# [Stored data entries]
==*==

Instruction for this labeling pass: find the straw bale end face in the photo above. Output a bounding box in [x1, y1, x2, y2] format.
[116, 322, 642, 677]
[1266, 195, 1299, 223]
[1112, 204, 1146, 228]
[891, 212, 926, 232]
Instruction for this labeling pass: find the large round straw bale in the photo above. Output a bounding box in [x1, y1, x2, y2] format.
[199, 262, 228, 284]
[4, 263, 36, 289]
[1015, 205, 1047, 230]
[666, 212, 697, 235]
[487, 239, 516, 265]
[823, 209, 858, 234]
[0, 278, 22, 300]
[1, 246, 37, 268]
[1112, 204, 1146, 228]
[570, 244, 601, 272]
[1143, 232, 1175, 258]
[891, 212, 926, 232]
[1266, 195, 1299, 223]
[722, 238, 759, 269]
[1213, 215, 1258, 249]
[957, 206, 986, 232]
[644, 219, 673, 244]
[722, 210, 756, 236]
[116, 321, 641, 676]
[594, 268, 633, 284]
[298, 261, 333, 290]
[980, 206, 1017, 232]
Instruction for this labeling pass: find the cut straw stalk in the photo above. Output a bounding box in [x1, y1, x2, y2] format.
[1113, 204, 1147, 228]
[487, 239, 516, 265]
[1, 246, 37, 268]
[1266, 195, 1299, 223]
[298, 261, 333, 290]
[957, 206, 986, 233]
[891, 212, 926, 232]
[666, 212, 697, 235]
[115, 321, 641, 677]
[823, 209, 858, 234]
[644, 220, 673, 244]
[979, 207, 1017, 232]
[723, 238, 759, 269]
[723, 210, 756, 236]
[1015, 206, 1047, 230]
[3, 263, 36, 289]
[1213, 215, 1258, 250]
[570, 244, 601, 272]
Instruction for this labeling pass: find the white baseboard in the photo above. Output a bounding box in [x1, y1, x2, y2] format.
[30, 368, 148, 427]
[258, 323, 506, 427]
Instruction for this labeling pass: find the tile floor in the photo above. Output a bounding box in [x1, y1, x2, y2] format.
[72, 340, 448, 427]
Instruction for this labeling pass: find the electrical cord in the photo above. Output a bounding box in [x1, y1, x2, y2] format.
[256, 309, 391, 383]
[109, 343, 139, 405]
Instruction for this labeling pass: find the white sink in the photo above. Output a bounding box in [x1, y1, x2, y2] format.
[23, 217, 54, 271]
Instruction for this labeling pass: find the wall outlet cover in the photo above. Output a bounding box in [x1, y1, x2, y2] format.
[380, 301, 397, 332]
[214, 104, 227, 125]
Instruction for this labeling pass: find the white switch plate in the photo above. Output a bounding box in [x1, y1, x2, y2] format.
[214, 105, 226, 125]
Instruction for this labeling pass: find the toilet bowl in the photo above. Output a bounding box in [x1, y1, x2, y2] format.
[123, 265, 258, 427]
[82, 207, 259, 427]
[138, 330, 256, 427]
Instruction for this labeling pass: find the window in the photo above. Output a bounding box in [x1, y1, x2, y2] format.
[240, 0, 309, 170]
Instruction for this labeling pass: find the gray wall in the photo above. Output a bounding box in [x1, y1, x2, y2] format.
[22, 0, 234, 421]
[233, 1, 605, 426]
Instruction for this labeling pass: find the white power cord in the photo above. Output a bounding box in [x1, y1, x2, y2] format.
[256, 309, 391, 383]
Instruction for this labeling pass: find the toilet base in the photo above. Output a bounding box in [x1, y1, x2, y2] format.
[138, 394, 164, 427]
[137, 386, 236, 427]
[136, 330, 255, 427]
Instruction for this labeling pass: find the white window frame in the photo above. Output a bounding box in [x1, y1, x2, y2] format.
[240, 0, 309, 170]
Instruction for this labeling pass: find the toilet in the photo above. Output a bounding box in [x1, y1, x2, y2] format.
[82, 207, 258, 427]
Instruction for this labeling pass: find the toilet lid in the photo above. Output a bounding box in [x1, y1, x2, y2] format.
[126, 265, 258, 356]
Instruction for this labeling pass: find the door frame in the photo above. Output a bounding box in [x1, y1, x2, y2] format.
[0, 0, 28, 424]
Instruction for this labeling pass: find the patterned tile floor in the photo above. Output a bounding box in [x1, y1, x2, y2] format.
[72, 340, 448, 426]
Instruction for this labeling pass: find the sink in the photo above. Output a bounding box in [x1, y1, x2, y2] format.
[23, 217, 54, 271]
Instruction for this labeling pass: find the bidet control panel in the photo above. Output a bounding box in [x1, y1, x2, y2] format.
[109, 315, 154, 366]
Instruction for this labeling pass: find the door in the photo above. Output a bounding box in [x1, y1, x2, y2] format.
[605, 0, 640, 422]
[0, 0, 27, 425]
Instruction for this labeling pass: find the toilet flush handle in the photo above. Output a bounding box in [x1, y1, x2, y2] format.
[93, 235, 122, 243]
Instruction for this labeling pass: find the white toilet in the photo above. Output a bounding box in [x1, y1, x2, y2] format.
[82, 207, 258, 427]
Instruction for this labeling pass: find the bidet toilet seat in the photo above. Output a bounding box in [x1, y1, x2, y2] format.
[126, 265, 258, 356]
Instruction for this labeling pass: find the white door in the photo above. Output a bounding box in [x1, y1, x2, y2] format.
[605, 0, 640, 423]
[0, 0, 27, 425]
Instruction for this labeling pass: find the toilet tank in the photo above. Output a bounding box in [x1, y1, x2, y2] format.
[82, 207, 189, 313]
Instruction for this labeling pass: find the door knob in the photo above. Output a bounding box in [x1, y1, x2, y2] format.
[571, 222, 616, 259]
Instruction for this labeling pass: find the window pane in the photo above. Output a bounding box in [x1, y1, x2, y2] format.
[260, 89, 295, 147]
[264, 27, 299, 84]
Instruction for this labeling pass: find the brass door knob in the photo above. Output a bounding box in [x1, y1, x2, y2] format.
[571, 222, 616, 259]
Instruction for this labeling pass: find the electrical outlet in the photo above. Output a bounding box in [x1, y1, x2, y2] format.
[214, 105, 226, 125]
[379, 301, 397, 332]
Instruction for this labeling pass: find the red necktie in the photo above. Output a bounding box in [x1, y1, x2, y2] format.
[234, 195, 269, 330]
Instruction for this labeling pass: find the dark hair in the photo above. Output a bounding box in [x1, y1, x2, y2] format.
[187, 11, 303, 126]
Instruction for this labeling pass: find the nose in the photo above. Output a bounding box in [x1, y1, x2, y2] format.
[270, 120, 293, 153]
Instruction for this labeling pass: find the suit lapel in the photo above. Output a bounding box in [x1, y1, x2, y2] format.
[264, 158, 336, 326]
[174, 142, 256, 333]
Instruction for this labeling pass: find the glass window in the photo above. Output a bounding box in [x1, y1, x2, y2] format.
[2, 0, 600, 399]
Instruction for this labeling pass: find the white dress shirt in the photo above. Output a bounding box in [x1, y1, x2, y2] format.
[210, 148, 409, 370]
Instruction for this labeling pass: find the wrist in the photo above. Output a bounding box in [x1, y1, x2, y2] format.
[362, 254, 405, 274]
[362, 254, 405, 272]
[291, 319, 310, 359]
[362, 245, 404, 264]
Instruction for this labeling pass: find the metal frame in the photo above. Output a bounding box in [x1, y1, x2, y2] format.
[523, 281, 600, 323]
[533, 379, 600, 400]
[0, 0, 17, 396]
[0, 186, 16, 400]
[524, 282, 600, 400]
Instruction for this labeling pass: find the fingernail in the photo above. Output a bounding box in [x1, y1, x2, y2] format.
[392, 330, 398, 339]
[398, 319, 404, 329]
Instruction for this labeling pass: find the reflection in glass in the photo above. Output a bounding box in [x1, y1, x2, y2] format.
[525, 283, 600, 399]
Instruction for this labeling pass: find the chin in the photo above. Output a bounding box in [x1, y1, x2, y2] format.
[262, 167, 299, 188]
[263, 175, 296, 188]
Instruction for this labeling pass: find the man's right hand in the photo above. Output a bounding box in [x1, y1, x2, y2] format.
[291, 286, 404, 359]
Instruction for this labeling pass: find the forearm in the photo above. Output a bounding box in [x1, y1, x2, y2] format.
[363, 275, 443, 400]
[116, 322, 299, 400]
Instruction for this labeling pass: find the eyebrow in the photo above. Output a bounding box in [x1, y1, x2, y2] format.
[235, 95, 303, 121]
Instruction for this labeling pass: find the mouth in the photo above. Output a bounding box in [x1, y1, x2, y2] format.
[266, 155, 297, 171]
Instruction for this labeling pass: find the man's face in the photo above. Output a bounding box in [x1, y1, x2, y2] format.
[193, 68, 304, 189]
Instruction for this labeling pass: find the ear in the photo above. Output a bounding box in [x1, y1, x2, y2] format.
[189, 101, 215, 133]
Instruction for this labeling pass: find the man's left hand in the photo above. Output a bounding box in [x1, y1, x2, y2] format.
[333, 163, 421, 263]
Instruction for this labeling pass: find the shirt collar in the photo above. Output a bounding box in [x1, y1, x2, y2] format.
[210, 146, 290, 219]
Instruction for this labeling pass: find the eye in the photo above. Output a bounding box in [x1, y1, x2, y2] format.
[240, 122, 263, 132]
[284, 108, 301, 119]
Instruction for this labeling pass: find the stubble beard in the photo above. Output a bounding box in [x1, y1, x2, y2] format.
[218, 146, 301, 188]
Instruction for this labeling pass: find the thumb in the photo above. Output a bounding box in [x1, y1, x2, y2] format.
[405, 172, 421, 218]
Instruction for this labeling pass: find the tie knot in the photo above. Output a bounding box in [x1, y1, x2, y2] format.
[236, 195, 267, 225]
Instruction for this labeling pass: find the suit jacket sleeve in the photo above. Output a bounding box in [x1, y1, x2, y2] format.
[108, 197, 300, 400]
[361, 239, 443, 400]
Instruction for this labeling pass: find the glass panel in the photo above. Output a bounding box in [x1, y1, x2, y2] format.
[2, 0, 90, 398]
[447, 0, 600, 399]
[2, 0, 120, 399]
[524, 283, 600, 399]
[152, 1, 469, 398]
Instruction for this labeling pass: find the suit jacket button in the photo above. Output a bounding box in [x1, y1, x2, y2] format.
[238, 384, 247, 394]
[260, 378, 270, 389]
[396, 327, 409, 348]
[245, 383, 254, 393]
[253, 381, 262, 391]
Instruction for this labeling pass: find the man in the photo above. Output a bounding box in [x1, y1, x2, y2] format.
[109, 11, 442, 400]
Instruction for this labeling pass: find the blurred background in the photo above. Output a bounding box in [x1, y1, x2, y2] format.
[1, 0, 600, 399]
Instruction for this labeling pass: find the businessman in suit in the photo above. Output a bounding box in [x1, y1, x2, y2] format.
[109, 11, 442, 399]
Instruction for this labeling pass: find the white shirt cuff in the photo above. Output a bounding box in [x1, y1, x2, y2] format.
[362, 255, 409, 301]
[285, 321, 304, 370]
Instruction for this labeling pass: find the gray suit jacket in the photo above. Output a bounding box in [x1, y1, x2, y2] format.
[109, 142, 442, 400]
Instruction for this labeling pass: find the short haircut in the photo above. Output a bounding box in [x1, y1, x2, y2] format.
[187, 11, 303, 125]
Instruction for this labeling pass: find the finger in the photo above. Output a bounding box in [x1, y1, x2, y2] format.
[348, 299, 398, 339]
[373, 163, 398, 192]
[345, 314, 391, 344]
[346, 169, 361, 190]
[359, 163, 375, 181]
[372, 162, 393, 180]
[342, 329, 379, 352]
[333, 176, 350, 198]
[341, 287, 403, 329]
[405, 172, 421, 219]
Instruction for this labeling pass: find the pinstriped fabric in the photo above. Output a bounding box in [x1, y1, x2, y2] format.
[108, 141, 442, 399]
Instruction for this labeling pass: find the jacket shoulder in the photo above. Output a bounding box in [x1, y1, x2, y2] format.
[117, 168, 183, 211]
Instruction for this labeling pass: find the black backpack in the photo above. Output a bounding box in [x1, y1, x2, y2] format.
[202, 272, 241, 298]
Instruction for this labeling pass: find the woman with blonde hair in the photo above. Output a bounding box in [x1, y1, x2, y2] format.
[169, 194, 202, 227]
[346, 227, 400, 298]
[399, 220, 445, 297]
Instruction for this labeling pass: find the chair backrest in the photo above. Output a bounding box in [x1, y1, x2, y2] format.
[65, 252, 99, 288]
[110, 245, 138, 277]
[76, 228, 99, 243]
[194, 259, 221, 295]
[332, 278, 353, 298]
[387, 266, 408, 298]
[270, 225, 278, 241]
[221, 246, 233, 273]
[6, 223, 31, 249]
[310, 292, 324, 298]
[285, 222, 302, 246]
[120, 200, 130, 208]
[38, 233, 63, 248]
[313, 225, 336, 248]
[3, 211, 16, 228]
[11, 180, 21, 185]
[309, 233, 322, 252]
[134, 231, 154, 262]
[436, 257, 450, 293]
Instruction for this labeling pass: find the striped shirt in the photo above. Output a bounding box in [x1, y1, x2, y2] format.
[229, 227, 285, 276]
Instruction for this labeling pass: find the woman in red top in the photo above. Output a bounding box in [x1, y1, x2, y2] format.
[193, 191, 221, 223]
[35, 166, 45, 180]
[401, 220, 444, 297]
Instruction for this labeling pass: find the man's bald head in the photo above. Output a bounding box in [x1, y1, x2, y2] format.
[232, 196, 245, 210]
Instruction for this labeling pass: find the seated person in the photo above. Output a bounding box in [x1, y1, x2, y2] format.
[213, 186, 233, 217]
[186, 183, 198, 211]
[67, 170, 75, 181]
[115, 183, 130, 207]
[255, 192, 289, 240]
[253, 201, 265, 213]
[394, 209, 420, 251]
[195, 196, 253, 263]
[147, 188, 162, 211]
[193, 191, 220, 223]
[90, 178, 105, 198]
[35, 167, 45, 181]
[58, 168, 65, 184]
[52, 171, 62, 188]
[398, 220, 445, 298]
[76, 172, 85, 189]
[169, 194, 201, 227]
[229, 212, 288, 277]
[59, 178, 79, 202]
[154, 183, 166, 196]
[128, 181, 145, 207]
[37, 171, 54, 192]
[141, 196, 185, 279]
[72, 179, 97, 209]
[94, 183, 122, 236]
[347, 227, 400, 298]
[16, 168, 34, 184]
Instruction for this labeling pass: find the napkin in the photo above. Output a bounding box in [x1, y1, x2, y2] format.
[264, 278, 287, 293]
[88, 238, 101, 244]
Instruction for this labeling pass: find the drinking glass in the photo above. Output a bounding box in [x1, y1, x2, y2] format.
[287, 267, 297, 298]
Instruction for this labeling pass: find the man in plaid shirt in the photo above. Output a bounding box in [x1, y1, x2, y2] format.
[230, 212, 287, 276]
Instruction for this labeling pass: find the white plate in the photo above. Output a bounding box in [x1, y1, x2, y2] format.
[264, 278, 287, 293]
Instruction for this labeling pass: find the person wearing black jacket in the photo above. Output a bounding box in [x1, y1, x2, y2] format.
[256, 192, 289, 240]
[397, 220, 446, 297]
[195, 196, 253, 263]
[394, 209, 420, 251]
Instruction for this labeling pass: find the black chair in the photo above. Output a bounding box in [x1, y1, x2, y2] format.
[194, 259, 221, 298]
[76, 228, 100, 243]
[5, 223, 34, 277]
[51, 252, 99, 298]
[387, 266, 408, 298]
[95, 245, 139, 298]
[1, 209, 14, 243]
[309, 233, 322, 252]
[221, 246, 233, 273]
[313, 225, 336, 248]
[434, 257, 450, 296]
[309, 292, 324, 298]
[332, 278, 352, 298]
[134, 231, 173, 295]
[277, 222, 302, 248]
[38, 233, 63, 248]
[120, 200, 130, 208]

==*==

# [PROMPT]
What is needed is an exact printout of every line from the one with "Instruction for this labeling pass: find the black chair" through the end of the data, including both, and nothing more.

# [WRITTEN RESPONSE]
Instruction for this labeling pass: find the black chair in the photo above. Output a bounding box in [x1, y1, x2, y2] format.
[194, 259, 221, 298]
[76, 228, 100, 243]
[5, 223, 34, 277]
[51, 252, 99, 298]
[387, 266, 408, 298]
[95, 245, 139, 298]
[1, 209, 14, 243]
[309, 233, 322, 252]
[221, 246, 233, 273]
[313, 225, 336, 248]
[434, 257, 450, 296]
[309, 292, 324, 298]
[332, 278, 352, 298]
[134, 231, 173, 295]
[277, 222, 302, 248]
[38, 233, 63, 248]
[120, 200, 130, 208]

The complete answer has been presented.